■ **本文**
実際にSUPERCARも前作「Futurama」では上記のようなサウンドを大量に制作し、結果として大ボリュームで大傑作のアルバムが世に放たれました(私がこの世で1番好きなアルバムです)。

ですが、本作はそのような雰囲気が一切ありません。サウンドに多少の起伏はあるものの、終始クールに淡々と音を鳴らしているような印象があります。

ただ、全くノれないかと言われるとそうではなく、#8”YUMEGIWA LAST BOY”のフロアを意識したサウンドは本作の盛り上がりのピークであり、曲自体も日本の代表的なフューチャーポップとしての地位があります。

上の動画はMVですが、この曲のライブ映像を観ると、観客はみんな体を揺らしてノリノリです。

■ **短い練習 1**
記録のうち、「--target burlap cloth」を含む行から記録の最後までを、「wooden table」を「dining table」に置き換えて書き直してください。ほかは一切変えず、画像は答えに入れないでください。

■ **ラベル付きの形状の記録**
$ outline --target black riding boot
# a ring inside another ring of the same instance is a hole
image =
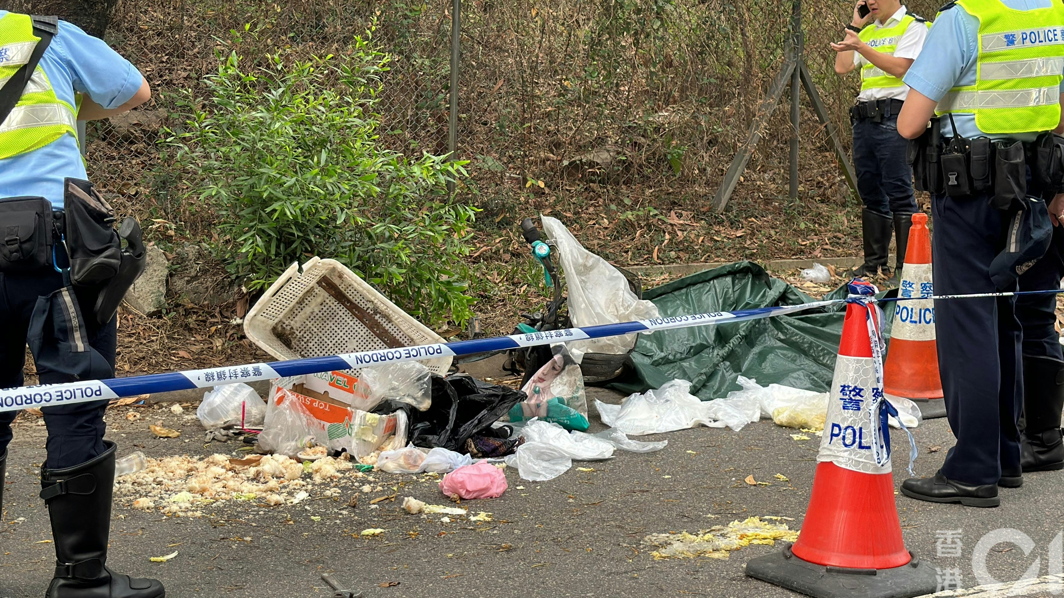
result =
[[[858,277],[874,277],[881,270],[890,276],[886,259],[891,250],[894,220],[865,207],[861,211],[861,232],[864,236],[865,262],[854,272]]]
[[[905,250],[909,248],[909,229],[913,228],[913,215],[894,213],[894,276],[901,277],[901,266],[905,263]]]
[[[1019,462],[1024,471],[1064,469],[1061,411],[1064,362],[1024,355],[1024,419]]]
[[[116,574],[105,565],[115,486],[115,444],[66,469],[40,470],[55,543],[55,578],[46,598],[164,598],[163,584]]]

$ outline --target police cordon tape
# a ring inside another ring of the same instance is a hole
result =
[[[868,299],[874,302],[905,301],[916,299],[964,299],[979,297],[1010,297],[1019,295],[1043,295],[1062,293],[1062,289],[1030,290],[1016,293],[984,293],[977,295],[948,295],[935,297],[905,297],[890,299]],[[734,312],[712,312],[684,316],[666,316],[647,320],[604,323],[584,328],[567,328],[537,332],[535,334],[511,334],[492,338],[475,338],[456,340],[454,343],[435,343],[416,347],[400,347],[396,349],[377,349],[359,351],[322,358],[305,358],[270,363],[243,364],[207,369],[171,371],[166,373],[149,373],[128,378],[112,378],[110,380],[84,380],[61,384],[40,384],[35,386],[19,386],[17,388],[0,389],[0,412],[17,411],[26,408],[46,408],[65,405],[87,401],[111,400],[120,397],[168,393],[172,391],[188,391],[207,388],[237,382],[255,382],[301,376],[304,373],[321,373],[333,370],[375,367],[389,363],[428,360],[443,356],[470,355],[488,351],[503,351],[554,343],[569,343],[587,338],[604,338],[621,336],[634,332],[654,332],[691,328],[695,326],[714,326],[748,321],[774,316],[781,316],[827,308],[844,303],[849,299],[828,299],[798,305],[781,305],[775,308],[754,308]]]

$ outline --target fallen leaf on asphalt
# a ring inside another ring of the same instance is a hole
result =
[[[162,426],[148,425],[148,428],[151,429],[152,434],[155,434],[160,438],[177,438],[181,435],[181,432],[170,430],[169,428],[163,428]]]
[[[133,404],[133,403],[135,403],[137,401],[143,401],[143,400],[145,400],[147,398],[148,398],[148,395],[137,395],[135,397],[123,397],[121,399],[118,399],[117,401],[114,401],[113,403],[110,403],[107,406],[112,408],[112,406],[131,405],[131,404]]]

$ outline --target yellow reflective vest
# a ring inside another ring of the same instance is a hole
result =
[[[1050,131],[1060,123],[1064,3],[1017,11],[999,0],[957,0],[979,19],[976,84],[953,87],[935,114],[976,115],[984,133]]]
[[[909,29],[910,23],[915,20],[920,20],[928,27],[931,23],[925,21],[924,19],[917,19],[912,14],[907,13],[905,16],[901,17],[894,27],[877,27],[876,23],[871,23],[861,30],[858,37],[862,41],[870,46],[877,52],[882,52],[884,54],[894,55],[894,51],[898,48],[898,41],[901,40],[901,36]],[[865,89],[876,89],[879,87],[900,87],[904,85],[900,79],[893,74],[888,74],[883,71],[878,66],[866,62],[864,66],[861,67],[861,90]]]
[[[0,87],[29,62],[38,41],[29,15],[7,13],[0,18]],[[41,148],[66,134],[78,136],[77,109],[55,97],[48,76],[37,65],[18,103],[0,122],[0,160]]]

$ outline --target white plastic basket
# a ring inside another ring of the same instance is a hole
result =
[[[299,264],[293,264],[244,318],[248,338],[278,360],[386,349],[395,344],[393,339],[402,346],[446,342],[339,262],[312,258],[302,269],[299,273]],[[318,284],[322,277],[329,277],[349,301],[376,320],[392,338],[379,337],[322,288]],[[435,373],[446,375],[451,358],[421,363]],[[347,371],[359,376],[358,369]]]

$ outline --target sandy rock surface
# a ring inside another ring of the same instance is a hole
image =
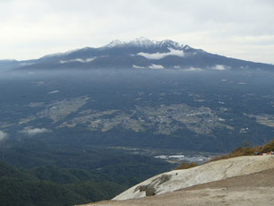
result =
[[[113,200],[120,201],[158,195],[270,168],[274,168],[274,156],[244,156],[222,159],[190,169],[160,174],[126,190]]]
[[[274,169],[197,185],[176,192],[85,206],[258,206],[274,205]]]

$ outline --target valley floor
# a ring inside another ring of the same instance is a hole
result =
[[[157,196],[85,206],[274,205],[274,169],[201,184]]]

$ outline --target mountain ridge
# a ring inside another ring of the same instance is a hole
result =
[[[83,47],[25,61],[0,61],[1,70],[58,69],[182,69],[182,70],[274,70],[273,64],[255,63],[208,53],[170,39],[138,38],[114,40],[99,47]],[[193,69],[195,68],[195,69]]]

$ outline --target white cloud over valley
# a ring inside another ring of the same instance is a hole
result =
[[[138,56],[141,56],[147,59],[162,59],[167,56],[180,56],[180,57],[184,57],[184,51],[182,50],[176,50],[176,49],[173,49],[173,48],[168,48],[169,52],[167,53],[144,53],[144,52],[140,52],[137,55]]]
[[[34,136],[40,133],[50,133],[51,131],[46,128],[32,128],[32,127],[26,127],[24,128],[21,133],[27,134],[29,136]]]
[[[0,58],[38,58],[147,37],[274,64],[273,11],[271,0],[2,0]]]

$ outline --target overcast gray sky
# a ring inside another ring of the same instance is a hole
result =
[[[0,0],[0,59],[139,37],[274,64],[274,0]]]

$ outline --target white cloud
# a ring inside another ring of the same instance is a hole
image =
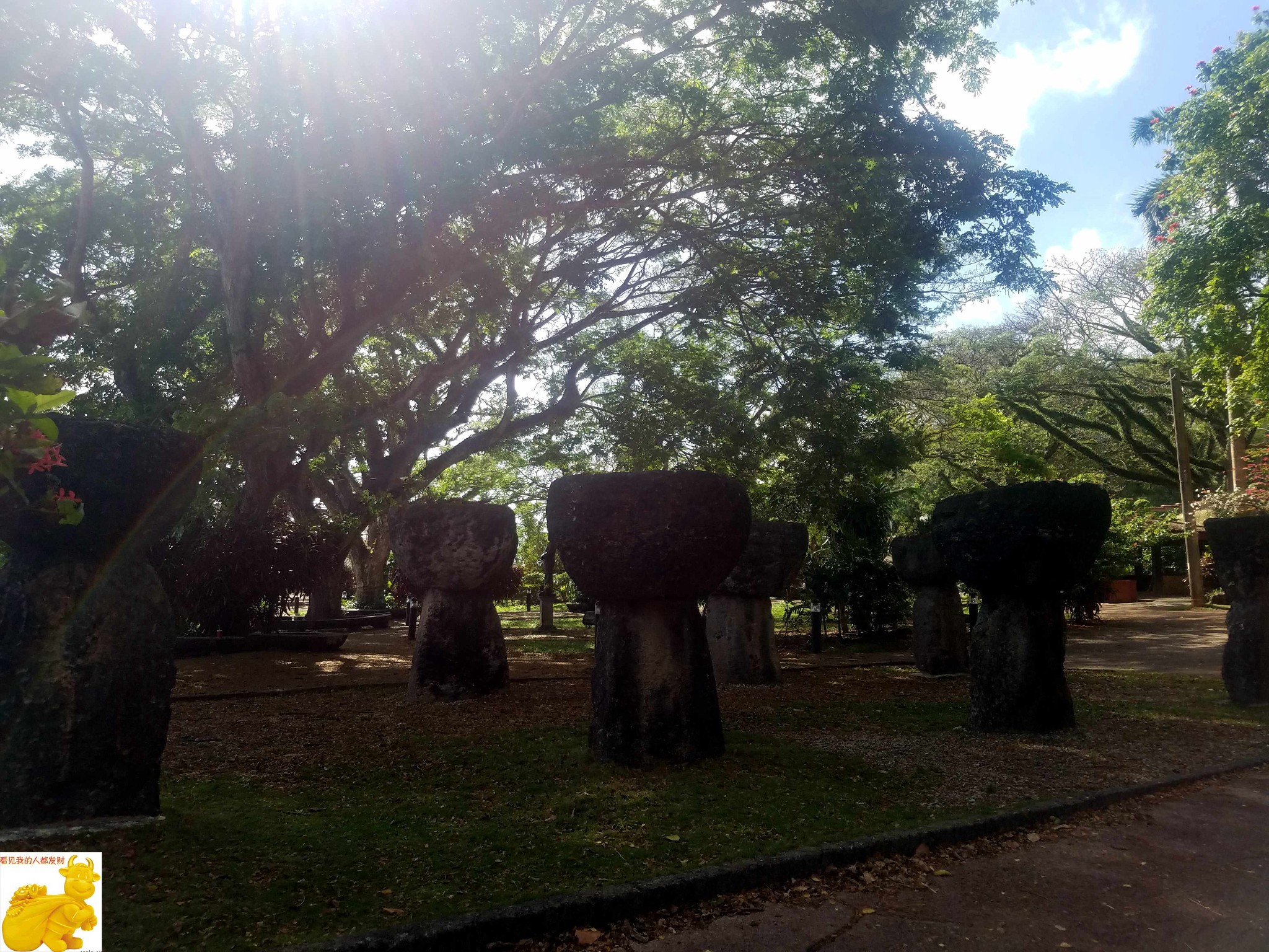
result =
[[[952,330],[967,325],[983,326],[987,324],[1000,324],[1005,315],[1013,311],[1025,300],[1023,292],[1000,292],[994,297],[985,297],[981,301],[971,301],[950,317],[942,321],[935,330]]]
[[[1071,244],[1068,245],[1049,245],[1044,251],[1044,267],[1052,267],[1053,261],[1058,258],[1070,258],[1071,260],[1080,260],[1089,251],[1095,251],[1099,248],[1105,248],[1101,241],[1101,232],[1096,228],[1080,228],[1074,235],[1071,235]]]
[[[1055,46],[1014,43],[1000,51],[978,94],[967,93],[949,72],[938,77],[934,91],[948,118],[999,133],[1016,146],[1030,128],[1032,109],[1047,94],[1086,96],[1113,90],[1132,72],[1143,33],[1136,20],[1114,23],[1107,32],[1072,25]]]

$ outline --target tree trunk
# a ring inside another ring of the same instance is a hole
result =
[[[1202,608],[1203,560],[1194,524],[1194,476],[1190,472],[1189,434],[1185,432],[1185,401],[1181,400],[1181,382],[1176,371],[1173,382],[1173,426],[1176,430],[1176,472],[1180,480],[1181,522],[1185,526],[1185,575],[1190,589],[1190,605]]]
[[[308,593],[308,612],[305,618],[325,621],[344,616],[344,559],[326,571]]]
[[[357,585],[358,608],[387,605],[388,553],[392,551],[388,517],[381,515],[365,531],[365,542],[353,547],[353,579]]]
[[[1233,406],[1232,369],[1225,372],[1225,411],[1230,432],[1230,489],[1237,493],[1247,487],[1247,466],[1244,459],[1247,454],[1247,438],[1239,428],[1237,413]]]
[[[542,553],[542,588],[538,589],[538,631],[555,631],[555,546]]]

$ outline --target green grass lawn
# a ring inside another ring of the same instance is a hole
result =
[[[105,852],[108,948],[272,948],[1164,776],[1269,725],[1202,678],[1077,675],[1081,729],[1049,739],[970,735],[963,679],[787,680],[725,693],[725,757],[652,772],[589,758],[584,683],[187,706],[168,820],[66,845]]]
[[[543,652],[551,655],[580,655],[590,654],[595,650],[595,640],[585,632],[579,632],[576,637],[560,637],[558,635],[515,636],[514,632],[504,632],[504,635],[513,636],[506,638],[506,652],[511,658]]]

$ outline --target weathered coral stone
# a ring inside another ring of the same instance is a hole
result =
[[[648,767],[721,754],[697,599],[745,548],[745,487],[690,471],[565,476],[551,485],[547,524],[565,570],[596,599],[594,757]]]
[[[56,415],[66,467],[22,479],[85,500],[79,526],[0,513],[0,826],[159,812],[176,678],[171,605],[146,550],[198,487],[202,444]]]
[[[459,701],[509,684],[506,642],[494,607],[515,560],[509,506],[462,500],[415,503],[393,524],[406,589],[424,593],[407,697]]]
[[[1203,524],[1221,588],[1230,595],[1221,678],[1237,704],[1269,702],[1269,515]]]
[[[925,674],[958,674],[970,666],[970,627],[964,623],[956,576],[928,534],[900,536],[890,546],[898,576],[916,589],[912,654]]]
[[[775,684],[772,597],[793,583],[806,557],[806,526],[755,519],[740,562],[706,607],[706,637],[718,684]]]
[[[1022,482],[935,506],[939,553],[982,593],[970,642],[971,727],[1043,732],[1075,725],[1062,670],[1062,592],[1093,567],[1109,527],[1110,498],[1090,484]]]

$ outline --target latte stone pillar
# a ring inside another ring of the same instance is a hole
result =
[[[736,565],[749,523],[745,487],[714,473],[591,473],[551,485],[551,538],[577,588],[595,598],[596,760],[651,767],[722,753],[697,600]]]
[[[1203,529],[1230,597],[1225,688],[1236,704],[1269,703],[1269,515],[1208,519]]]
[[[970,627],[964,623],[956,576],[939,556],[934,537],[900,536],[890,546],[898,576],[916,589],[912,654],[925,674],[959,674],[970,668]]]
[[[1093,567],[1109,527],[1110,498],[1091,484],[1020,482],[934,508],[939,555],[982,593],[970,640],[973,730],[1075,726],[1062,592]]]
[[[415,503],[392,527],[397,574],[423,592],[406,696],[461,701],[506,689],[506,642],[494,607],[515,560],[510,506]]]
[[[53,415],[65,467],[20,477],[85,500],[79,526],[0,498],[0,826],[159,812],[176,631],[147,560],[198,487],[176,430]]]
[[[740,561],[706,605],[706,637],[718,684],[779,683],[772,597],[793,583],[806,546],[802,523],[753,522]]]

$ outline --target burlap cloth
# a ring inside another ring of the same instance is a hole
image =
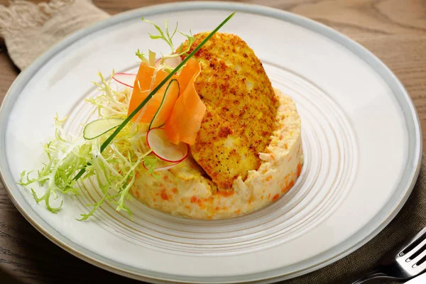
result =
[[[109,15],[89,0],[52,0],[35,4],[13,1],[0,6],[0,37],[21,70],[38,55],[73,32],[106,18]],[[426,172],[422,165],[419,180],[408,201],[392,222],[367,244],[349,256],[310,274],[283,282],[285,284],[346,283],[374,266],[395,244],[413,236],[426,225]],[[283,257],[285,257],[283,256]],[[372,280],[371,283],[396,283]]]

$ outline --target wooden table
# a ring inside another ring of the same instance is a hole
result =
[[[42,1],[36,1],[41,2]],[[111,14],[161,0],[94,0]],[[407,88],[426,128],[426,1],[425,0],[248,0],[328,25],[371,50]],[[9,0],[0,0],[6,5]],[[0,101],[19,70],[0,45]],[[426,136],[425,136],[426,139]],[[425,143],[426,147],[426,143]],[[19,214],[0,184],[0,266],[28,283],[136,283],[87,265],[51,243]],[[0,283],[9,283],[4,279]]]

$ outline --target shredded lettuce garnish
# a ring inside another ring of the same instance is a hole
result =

■ **短い練習 2**
本文をそのまま全部抜き出してください。

■ **記述の答え 1**
$ outline --target burlap cloth
# a ring inside another ring of the same instance is a hole
image =
result =
[[[109,15],[89,0],[52,0],[35,4],[13,1],[0,6],[0,37],[21,70],[38,55],[73,32],[106,18]],[[426,172],[422,165],[419,180],[408,201],[392,222],[367,244],[349,256],[310,274],[283,282],[285,284],[346,283],[374,266],[395,244],[413,236],[426,225]],[[283,257],[285,257],[283,256]],[[372,280],[371,283],[396,283]]]

$ outline --target dining table
# a ring inside another ring of the same instance is a hole
result =
[[[42,1],[36,1],[41,2]],[[111,14],[161,0],[94,0]],[[407,88],[426,128],[426,1],[425,0],[248,0],[328,25],[371,50]],[[9,0],[0,0],[6,5]],[[0,101],[19,70],[0,45]],[[426,136],[425,136],[426,139]],[[425,143],[426,147],[426,143]],[[19,214],[0,184],[0,266],[28,283],[136,283],[87,265],[51,243]],[[0,283],[9,283],[4,279]]]

$ outline --target shredded lettuce garnish
# a ring inside another ring of the same instance is a hole
result =

■ **記述の答え 2**
実際にSUPERCARも前作「Futurama」では上記のようなサウンドを大量に制作し、結果として大ボリュームで大傑作のアルバムが世に放たれました(私がこの世で1番好きなアルバムです)。

ですが、本作はそのような雰囲気が一切ありません。サウンドに多少の起伏はあるものの、終始クールに淡々と音を鳴らしているような印象があります。

ただ、全くノれないかと言われるとそうではなく、#8”YUMEGIWA LAST BOY”のフロアを意識したサウンドは本作の盛り上がりのピークであり、曲自体も日本の代表的なフューチャーポップとしての地位があります。

上の動画はMVですが、この曲のライブ映像を観ると、観客はみんな体を揺らしてノリノリです。